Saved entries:
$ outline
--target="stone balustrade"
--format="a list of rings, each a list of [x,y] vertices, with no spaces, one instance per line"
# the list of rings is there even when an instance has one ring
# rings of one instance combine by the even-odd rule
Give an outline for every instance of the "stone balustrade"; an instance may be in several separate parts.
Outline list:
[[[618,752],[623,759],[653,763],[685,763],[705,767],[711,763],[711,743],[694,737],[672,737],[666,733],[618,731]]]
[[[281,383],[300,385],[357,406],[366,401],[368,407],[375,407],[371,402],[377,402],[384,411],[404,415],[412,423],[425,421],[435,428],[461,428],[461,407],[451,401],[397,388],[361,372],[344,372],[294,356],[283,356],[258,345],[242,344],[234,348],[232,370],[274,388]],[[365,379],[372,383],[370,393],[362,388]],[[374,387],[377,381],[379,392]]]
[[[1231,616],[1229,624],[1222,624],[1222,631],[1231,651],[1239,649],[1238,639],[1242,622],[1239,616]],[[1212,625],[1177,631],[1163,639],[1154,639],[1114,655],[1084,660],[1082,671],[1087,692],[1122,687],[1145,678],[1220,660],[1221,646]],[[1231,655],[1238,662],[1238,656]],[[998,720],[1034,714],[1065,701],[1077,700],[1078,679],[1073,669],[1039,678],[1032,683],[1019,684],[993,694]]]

WHAT TO PRODUCE
Print all of the data above again, line for line, with no changes.

EXERCISE ANSWER
$ outline
--target="stone balustrade"
--format="a list of rings, each a list of [x,y] vertices, with no spaces, one instance per line"
# the list of rings is there even when an instance has one ring
# rings of one instance combine by the even-odd rule
Give an outline for every instance of the "stone balustrade"; an instance may be in several separate parts.
Outline list:
[[[618,752],[623,759],[653,763],[685,763],[705,767],[711,763],[711,743],[694,737],[672,737],[666,733],[618,731]]]
[[[281,383],[300,385],[357,406],[366,401],[368,407],[375,407],[371,402],[377,402],[384,411],[404,415],[412,423],[425,421],[435,428],[461,428],[461,407],[451,401],[397,388],[361,372],[344,372],[294,356],[283,356],[258,345],[242,344],[234,348],[232,370],[274,388]],[[365,379],[372,383],[370,393],[362,388]],[[374,387],[377,381],[379,392]]]
[[[1231,616],[1229,624],[1222,624],[1222,631],[1231,651],[1239,649],[1238,639],[1242,622],[1239,616]],[[1212,625],[1177,631],[1163,639],[1154,639],[1114,655],[1084,660],[1082,671],[1087,692],[1122,687],[1145,678],[1220,660],[1221,646]],[[1231,655],[1238,662],[1238,656]],[[998,720],[1034,714],[1065,701],[1077,700],[1078,679],[1073,669],[1039,678],[1032,683],[1019,684],[993,694]]]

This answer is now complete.